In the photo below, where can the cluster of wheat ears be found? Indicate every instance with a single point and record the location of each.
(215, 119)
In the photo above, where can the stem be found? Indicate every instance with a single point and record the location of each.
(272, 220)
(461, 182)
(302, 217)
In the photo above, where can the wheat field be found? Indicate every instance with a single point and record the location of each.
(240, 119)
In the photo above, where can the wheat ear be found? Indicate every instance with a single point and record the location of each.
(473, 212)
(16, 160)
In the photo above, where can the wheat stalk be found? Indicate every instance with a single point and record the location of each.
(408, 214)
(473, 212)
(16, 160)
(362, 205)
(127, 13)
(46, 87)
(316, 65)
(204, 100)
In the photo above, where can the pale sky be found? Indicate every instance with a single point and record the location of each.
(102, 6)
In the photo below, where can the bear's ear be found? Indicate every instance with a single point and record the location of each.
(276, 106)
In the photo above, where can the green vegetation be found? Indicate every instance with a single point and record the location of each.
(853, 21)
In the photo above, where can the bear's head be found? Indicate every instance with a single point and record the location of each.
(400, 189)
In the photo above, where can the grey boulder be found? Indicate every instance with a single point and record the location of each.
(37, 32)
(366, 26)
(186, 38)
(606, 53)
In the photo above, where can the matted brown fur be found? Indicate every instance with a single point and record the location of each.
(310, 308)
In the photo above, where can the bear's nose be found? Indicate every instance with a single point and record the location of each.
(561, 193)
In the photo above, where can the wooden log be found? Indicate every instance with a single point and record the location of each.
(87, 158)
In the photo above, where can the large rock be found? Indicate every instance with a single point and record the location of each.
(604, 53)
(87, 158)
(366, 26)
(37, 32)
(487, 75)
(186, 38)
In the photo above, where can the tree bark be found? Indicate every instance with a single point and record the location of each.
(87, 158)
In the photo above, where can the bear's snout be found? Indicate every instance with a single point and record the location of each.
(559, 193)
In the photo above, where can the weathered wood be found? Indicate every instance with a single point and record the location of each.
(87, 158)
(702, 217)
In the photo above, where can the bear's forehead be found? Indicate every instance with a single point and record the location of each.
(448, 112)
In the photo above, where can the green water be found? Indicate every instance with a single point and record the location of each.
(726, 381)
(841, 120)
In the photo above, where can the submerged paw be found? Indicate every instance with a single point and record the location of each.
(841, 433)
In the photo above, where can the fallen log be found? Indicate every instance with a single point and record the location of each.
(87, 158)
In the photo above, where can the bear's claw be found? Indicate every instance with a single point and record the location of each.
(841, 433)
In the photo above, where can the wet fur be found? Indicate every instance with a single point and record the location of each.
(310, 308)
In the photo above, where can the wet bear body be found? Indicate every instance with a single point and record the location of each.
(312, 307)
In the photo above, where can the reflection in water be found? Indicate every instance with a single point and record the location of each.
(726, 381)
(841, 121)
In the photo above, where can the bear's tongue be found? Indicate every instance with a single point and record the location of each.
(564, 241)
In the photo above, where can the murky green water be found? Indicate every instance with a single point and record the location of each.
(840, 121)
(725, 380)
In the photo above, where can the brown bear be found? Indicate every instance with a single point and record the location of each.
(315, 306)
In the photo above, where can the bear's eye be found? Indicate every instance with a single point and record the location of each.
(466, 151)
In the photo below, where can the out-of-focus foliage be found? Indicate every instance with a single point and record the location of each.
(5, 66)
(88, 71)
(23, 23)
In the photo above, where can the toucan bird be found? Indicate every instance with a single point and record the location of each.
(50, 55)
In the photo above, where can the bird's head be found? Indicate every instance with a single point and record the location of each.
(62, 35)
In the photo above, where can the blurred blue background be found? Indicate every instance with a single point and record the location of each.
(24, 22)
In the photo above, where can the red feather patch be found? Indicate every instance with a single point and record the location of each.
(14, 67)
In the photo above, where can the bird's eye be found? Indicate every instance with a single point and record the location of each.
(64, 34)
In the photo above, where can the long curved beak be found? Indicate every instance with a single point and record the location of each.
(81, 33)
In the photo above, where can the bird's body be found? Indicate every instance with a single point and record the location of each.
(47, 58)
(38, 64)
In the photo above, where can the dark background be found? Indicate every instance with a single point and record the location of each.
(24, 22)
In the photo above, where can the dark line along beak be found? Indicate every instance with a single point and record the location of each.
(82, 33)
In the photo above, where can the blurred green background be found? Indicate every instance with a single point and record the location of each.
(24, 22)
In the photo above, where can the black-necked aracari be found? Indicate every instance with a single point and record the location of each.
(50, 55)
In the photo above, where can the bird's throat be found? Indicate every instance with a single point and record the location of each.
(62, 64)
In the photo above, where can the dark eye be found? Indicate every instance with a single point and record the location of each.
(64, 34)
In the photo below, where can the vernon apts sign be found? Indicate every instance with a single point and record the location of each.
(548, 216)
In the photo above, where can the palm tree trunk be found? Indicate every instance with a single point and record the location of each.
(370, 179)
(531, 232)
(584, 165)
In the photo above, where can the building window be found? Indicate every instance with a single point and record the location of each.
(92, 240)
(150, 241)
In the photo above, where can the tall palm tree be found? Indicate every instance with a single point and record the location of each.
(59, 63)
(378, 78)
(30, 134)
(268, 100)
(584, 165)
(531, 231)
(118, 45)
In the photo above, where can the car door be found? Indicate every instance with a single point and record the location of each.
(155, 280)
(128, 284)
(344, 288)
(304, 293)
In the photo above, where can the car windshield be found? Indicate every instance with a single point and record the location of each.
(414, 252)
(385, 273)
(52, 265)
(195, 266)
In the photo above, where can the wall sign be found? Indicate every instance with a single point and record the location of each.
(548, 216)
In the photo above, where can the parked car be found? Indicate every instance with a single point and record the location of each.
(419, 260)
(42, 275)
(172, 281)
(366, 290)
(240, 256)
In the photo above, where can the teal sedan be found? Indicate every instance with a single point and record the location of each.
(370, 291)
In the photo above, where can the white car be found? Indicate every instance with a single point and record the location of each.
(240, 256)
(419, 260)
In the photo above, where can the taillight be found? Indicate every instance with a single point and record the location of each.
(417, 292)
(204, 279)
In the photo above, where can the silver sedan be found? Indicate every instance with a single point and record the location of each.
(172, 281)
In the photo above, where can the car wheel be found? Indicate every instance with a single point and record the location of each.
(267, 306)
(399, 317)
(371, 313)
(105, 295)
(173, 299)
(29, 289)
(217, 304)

------------------------------

- [WHAT IS REQUIRED]:
All the records above are to be reproduced exactly.

- [REPLY]:
In the photo below, where can the cluster of wheat ears be found? Indicate every instance with a single point and record the location of each.
(215, 119)
In the photo above, where can the stem be found? Indicate every instance with a single point and record the location of each.
(272, 220)
(461, 182)
(302, 217)
In the photo above, where can the wheat field be found? Indicate every instance with a single point and record the location of each.
(240, 119)
In the photo above, where can the wheat ear be found? Indicate every instance with a single point and record the location of each.
(473, 212)
(16, 160)
In the photo above, where can the wheat stalk be found? Indicate every instance with a single point and record the location of each.
(408, 214)
(473, 212)
(16, 160)
(362, 205)
(127, 13)
(46, 87)
(316, 65)
(204, 100)
In the photo above, where can the pale sky be found? Indicate every instance with a single point and record the location of each.
(102, 6)
In the photo below, where can the bear's ear be found? Indicate every instance with a single point and record the location of each.
(276, 106)
In the photo above, where can the green vegetation be found? Indicate every instance with a single point and record the location of each.
(853, 21)
In the photo above, where can the bear's head be found? Indicate every instance with a single point and record the location of each.
(400, 189)
In the photo above, where can the grey boulder be found? Indicate every instance with a single point and record the location of each.
(37, 32)
(366, 26)
(186, 38)
(606, 53)
In the photo above, where can the matted brown fur be found? Indicate every instance with a single point and record the location of each.
(310, 308)
In the photo above, where can the bear's nose be found? Indicate every instance with a single point and record the location of each.
(561, 193)
In the photo above, where can the wooden log be found? Indicate every instance with a single point and record the location of each.
(87, 158)
In the photo above, where can the large rock be found? Indicate every instance with a single point and record the location of each.
(604, 53)
(87, 158)
(366, 26)
(37, 32)
(487, 75)
(186, 38)
In the photo above, where can the tree bark be found? Indicate every instance with a single point and record the location of each.
(87, 158)
In the photo above, where can the bear's snout be found? Indicate every instance with a single point and record the location of each.
(559, 193)
In the photo above, where can the weathered wood be found? Indicate every instance with a single point and record the location of each.
(87, 158)
(702, 217)
In the photo above, where can the bear's forehead be found? Indicate every instance with a single point and record the location of each.
(448, 112)
In the photo above, where can the green water be found? Indicate every instance with a single point and record the location of each.
(726, 381)
(841, 120)
In the photo above, where can the submerged paw be found? Indicate every instance with a single point and record the location of each.
(841, 433)
In the photo above, where can the fallen log be found? Indicate every instance with a single point and record the location of each.
(87, 158)
In the photo above, where can the bear's claw be found? Indicate every instance with a single point and record the location of each.
(841, 433)
In the photo above, where can the wet fur be found? Indicate every instance with a single point and record the location of each.
(310, 308)
In the photo above, where can the wet bear body be found? Indicate every instance with a single point and record the location of each.
(312, 307)
In the photo above, where can the reflection in water be found? Indicate every instance with a single point and record the location of each.
(726, 381)
(841, 121)
In the photo above, where can the bear's tongue be found? Indicate every instance with a single point and record the location of each.
(564, 241)
In the photo above, where can the murky green water be found? Indicate every instance with a single point and record the location of each.
(840, 121)
(725, 380)
In the photo above, where can the brown bear be found? Indicate every instance with a single point and record the location of each.
(315, 306)
In the photo above, where can the bear's eye be found? Indicate every instance with a single point and record the location of each.
(466, 151)
In the photo below, where can the out-of-focus foliage be found? Indicate every instance with a single point and record the location of each.
(5, 66)
(88, 71)
(23, 23)
In the photo above, where can the toucan bird be found? Indicate every instance with a single point and record the location of each.
(50, 55)
In the photo above, where can the bird's head be found? Indicate every instance with a single point and record the location of each.
(62, 35)
In the photo above, where can the blurred blue background be found? Indicate every instance with a single point and record the location of each.
(24, 22)
In the photo above, where can the red feather patch be found? Indicate every instance with a single point and record the location of each.
(14, 67)
In the photo above, where can the bird's eye be found? Indicate every instance with a single point and record the location of each.
(64, 34)
In the photo above, where can the long curved beak be found? Indicate every instance with a single point and record the location of each.
(81, 33)
In the photo above, where can the bird's body be found? Indicate every instance with a single point and record the location of each.
(47, 58)
(38, 64)
In the photo above, where can the dark background be found? Indicate every instance with a single point and record the location of each.
(24, 22)
In the photo above, where can the dark line along beak be found? Indicate every instance with a single point and record the location of each.
(82, 33)
In the photo above, where can the blurred green background be found? Indicate every instance with a single point and record the location of each.
(24, 22)
In the photo above, where can the black-necked aracari be found? Indicate every instance with a single point and record the location of each.
(50, 55)
In the photo above, where can the bird's throat be found? Indicate every instance with a single point and record the location of each.
(62, 64)
In the photo above, where can the dark eye be found? Indicate every instance with a single point and record the location of each.
(64, 34)
In the photo below, where can the vernon apts sign be found? Indicate every instance with a single point and record the location of each.
(548, 216)
In the photo above, where can the palm tree trunk be found? Indicate every instance with a single point and record the location of each.
(370, 179)
(531, 232)
(584, 165)
In the photo above, where can the building window be found? Indicate every instance with a single point and record the location of each.
(92, 240)
(150, 241)
In the photo above, where can the tall palm tree be found? Indicate every instance with a single point and record the location of each.
(59, 63)
(378, 78)
(30, 134)
(268, 100)
(584, 165)
(531, 231)
(118, 45)
In the photo above, where can the car door be found? Indicate every instance with a single point and record the location of each.
(155, 280)
(128, 284)
(344, 288)
(304, 293)
In the photo above, where can the car windshield be found? Indicate every instance with a single point and record the location of each.
(414, 252)
(385, 273)
(52, 265)
(195, 266)
In the photo above, where can the wall sign be found? Indicate every instance with a single point and record the location of each.
(548, 216)
In the photo above, where can the parked car be found? Indicate every instance with a single point and record the location of each.
(419, 260)
(42, 275)
(172, 281)
(366, 290)
(240, 256)
In the photo above, where can the teal sedan be found? Indicate every instance with a single point and record the location of each.
(370, 291)
In the photo above, where can the white car be found? Indicate every instance with a single point and record the location of each.
(240, 256)
(419, 260)
In the photo above, where can the taillight be found? Indicate every instance with a single point and record the location of each.
(417, 292)
(204, 279)
In the photo above, where can the silver sedan be found? Indicate every instance with a single point and record the location of each.
(172, 281)
In the photo above, where can the car wheel be found? Indicate every instance with a single point and record the location of each.
(267, 306)
(399, 317)
(371, 313)
(105, 295)
(173, 299)
(29, 289)
(217, 304)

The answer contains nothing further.